#### ページの抜粋:
--

薄毛の悩みを打ち明けるのは勇気がいることです。「変に思われないか」「高額な治療を無理に勧められたらどうしよう」といった不安から、受診をためらってしまう方も少なくありません。

私たちは、その気持ちに寄り添うことを第一に考えています。

相談はプライバシーに配慮された空間で

多くの専門クリニックでは、カウンセリングや診察は個室で行います。

他の患者さんと顔を合わせることがないように予約時間を調整したり、動線を工夫したりと、プライバシー保護を徹底しています。

あなたの悩みを安心して話せる環境を整えています。

無理な勧誘は一切ありません

医師やカウンセラーはあなたの頭髪の状態を正確に診断し、考えられる治療法の選択肢、それぞれのメリット・デメリット、費用について丁寧に説明します。

その場で契約を迫ったり、不要な治療を強く勧めたりすることは決してありません。

最初の相談は「話を聞いてもらう」だけでいい

初回のカウンセリングは治療を受けるかどうかを決める場であると同時に、あなたが抱える悩みや不安を専門家に聞いてもらう場です。

話をするだけでも気持ちが楽になったり、現状を客観的に理解できたりします。まずは相談だけ、という方も歓迎します。

--

(参照表現のデータ)
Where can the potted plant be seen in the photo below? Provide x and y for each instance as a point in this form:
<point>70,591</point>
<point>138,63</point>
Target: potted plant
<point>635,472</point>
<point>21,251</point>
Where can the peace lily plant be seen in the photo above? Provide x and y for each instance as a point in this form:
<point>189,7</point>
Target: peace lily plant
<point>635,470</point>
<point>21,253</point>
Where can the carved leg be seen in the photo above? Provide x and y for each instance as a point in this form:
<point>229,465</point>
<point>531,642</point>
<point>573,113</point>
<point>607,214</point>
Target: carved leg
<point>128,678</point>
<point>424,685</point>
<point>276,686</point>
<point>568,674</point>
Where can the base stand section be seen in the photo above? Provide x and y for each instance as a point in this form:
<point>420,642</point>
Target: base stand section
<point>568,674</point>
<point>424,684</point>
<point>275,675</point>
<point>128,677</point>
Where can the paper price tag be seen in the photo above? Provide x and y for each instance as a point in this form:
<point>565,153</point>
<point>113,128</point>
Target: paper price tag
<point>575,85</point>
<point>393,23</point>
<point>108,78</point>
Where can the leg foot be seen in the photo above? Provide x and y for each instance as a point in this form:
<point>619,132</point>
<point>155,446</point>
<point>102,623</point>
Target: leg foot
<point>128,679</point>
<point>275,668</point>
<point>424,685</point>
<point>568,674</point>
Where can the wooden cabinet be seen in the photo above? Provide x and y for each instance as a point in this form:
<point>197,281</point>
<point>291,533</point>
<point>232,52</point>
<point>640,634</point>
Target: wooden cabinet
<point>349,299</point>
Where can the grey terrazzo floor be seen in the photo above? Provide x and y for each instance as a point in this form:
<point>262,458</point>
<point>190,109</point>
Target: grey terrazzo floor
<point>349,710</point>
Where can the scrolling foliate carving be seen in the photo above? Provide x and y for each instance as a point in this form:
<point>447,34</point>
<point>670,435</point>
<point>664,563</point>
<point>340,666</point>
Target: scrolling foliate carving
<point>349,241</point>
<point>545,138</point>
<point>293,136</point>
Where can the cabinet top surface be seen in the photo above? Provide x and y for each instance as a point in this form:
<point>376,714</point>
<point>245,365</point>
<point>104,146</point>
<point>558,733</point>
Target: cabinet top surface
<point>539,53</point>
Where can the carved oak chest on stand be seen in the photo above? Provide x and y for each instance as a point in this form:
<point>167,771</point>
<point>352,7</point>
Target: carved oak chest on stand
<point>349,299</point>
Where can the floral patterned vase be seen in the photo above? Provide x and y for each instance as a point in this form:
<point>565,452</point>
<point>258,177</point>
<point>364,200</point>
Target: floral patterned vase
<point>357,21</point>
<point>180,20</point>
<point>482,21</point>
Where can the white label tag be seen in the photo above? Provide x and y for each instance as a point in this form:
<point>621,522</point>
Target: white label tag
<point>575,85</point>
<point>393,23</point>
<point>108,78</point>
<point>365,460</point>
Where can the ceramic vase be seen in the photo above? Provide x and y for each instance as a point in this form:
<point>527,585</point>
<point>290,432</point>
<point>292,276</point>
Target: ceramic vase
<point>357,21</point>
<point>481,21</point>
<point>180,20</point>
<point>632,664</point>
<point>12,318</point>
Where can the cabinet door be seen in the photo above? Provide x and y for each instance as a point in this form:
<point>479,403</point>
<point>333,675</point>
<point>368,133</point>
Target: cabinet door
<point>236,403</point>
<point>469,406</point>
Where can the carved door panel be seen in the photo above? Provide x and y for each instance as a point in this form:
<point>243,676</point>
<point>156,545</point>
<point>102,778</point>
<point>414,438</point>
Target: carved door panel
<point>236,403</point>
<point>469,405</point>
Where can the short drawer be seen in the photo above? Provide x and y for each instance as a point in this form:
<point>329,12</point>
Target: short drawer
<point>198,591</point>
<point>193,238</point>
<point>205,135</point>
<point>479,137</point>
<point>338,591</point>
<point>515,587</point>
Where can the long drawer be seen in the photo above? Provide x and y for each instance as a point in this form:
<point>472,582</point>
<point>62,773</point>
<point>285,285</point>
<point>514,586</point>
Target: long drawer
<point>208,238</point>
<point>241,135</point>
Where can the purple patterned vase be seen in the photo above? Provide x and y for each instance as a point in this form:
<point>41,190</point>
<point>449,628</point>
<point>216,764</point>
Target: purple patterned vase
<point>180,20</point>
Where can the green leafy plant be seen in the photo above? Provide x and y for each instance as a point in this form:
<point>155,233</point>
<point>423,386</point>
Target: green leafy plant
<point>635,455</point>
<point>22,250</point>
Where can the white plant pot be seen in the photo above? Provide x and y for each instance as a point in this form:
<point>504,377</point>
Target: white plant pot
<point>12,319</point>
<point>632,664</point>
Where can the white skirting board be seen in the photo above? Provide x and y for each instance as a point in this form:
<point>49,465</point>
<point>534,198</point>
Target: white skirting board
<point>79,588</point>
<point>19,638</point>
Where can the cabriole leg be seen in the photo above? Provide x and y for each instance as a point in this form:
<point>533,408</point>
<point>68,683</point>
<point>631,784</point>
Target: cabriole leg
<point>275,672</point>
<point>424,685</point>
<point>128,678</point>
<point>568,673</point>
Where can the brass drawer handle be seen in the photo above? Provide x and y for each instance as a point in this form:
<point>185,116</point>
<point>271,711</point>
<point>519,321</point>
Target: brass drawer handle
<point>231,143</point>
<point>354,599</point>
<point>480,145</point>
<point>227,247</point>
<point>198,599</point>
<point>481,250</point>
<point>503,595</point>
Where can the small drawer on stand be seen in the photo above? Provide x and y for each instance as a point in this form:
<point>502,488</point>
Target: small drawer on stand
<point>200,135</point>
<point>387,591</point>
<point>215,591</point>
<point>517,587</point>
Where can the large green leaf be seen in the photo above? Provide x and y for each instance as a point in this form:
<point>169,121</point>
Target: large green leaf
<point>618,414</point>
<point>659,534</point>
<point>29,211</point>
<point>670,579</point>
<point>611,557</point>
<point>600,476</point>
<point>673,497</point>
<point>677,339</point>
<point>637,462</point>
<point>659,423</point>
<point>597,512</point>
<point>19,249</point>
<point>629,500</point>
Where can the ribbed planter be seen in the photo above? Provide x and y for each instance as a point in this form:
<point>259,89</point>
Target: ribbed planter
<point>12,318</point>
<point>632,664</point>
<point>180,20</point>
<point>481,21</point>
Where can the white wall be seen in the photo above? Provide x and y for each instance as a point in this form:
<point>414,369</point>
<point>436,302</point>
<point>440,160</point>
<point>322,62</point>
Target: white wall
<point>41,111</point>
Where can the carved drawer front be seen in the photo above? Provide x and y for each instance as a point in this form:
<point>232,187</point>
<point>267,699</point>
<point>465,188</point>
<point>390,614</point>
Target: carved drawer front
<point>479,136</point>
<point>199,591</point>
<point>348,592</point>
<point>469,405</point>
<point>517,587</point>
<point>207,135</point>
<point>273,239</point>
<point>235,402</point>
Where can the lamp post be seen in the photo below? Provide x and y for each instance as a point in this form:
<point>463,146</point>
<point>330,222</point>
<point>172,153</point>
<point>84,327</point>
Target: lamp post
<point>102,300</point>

--

#### やること:
上の薄毛相談の文章のうち、「薄毛の悩みを打ち明けるのは勇」から「バシー保護を徹底しています。」までを、両端も含めて書き直してください。その際、「個室」を「別室」に入れ替えてください。

#### 答え:
薄毛の悩みを打ち明けるのは勇気がいることです。「変に思われないか」「高額な治療を無理に勧められたらどうしよう」といった不安から、受診をためらってしまう方も少なくありません。

私たちは、その気持ちに寄り添うことを第一に考えています。

相談はプライバシーに配慮された空間で

多くの専門クリニックでは、カウンセリングや診察は別室で行います。

他の患者さんと顔を合わせることがないように予約時間を調整したり、動線を工夫したりと、プライバシー保護を徹底しています。